__Task prompt__: Pick up the mailing-list message about the proposed RIB library below and keep writing from the point where it stops.

[dpdk-dev] [PATCH v2 1/2] Add RIB library

Vladimir Medvedkin medvedkinv at gmail.com
Sun Mar 25 20:17:20 CEST 2018


Hi,

2018-03-14 14:09 GMT+03:00 Bruce Richardson <bruce.richardson at intel.com>:

> On Wed, Feb 21, 2018 at 09:44:54PM +0000, Medvedkin Vladimir wrote:
> > RIB is an alternative to current LPM library.
> > It solves the following problems
> >  - Increases the speed of control plane operations against lpm such as
> >    adding/deleting routes
> >  - Adds abstraction from dataplane algorithms, so it is possible to add
> >    different ip route lookup algorythms such as DXR/poptrie/lpc-trie/etc
> >    in addition to current dir24_8
> >  - It is possible to keep user defined application specific additional
> >    information in struct rte_rib_node which represents route entry.
> >    It can be next hop/set of next hops (i.e. active and feasible),
> >    pointers to link rte_rib_node based on some criteria (i.e. next_hop),
> >    plenty of additional control plane information.
> >  - For dir24_8 implementation it is possible to remove
> rte_lpm_tbl_entry.depth
> >    field that helps to save 6 bits.
> >  - Also new dir24_8 implementation supports different next_hop sizes
> >    (1/2/4/8 bytes per next hop)
> >  - Removed RTE_LPM_LOOKUP_SUCCESS to save 1 bit and to eleminate ternary
> operator.
> >    Instead it returns special default value if there is no route.

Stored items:
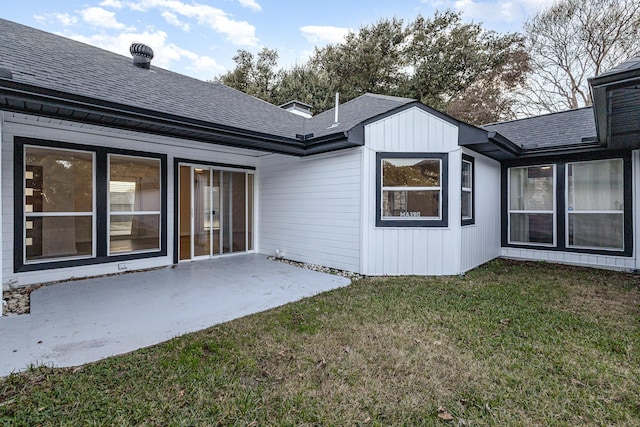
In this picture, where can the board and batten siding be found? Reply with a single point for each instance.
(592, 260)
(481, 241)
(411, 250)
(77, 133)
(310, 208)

--

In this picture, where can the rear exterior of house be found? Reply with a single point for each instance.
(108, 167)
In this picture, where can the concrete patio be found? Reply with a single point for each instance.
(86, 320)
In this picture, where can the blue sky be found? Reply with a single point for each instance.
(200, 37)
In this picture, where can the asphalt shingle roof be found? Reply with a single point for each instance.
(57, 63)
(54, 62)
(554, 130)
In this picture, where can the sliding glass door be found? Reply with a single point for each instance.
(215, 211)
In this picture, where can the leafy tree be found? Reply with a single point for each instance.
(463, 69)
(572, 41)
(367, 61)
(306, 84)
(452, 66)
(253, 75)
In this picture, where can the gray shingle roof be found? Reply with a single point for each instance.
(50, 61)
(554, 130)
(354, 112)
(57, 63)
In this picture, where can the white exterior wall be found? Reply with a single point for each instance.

__Task answer__:
> >
> > Signed-off-by: Medvedkin Vladimir <medvedkinv at gmail.com>
> > ---
> >  config/common_base                 |   6 +
> >  doc/api/doxy-api.conf              |   1 +
> >  lib/Makefile                       |   2 +
> >  lib/librte_rib/Makefile            |  22 ++
> >  lib/librte_rib/rte_dir24_8.c       | 482 ++++++++++++++++++++++++++++++
> +++
> >  lib/librte_rib/rte_dir24_8.h       | 116 ++++++++
> >  lib/librte_rib/rte_rib.c           | 526 ++++++++++++++++++++++++++++++
> +++++++
> >  lib/librte_rib/rte_rib.h           | 322 +++++++++++++++++++++++
> >  lib/librte_rib/rte_rib_version.map |  18 ++
> >  mk/rte.app.mk                      |   1 +
> >  10 files changed, 1496 insertions(+)
> >  create mode 100644 lib/librte_rib/Makefile
> >  create mode 100644 lib/librte_rib/rte_dir24_8.c
> >  create mode 100644 lib/librte_rib/rte_dir24_8.h
> >  create mode 100644 lib/librte_rib/rte_rib.c
> >  create mode 100644 lib/librte_rib/rte_rib.h
> >  create mode 100644 lib/librte_rib/rte_rib_version.map
> >
>
> First pass review comments. For now just reviewed the main public header
> file rte_rib.h. Later reviews will cover the other files as best I can.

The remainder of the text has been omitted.